Which train stations?

A city designing a subway system should ensure to serve the train station. This involves nontrivial questions about which train stations exactly.

On the one hand, opening more train stations allows for more opportunities for metro connections. In Boston, all intercity trains serve South Station and Back Bay, with connections to the Red and Orange Lines respectively. In Berlin, north-south intercity trains call not just at Hauptbahnhof, which connects to the Stadtbahn and (since 2020) U5, but also Gesundbrunnen and Südkreuz, which connect to the northern and southern legs of the Ringbahn and to the North-South Tunnel; Gesunbrunnen also has a U8 connection. In contrast, trains into Paris only call at the main terminal, and intercity trains in New York only stop at Penn Station.

On the other hand, extra stations like Back Bay and delay trains. The questions that need to be answered when deciding whether to add stations on an intercity line are,

  • How constructible is the new station? In New York, this question rules out additional stops; some of the through-running plans involve a Penn Station-Grand Central connection to be used by intercity trains, but there are other reasons to keep it commuter rail-only (for example, it would make track-sharing on the Harlem Line even harder).
****************************************
• **STATED GOAL A**
Decide whether each statement agrees with the text on train stations, answering yes or no and quoting the words of the text that settle it: (i) In Boston, every intercity train serves both South Station and Back Bay. (ii) Trains into Paris stop at several stations in the city. (iii) Berlin's Hauptbahnhof has had a U5 connection since 2020.
• **STATED GOAL B**
Write out the text on train stations from "A city designing" to "at Penn Station.", changing "intercity trains" to "long-distance trains".
****************************************
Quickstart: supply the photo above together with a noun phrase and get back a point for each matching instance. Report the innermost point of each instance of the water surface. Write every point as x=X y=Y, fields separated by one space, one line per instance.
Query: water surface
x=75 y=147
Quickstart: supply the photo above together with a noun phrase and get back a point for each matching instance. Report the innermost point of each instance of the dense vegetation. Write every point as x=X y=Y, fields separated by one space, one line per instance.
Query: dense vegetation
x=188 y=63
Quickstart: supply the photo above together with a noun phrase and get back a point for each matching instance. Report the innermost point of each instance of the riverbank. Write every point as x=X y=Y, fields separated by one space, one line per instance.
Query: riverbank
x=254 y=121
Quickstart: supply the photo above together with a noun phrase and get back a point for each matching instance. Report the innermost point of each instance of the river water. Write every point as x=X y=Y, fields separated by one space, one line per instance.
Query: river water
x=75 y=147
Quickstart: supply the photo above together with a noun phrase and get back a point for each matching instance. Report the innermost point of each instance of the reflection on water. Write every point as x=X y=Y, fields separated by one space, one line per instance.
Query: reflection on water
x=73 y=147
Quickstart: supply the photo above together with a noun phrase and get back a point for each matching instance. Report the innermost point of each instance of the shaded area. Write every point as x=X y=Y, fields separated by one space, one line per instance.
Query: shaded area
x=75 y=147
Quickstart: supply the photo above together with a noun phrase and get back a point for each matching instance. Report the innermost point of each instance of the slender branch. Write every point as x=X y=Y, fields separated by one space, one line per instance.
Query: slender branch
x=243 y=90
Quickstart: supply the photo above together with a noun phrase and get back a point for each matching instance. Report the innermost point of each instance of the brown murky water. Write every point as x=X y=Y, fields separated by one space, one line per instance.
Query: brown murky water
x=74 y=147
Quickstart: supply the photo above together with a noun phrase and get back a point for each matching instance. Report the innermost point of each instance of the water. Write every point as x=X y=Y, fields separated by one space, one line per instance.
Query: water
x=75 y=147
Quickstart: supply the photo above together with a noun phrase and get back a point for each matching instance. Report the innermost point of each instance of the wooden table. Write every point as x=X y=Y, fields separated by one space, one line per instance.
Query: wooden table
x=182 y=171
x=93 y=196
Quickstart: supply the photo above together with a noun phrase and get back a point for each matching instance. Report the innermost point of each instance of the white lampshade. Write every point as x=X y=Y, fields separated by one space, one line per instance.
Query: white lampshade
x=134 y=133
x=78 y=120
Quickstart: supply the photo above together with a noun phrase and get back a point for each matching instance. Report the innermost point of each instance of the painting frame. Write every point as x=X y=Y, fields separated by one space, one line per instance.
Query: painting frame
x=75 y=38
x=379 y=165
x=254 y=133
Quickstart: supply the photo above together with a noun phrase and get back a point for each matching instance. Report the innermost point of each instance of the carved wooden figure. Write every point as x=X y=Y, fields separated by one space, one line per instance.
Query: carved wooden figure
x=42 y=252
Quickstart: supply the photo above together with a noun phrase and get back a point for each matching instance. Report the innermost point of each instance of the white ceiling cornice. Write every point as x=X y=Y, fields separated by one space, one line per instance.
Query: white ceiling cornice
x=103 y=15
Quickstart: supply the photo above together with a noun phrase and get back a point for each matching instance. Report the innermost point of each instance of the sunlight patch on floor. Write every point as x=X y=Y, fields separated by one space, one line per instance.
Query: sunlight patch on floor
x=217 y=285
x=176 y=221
****************************************
• **FINAL ANSWER A**
(i) Yes: "In Boston, all intercity trains serve South Station and Back Bay"
(ii) No: "trains into Paris only call at the main terminal"
(iii) Yes: "Hauptbahnhof, which connects to the Stadtbahn and (since 2020) U5"

• **FINAL ANSWER B**
A city designing a subway system should ensure to serve the train station. This involves nontrivial questions about which train stations exactly.

On the one hand, opening more train stations allows for more opportunities for metro connections. In Boston, all long-distance trains serve South Station and Back Bay, with connections to the Red and Orange Lines respectively. In Berlin, north-south long-distance trains call not just at Hauptbahnhof, which connects to the Stadtbahn and (since 2020) U5, but also Gesundbrunnen and Südkreuz, which connect to the northern and southern legs of the Ringbahn and to the North-South Tunnel; Gesunbrunnen also has a U8 connection. In contrast, trains into Paris only call at the main terminal, and long-distance trains in New York only stop at Penn Station.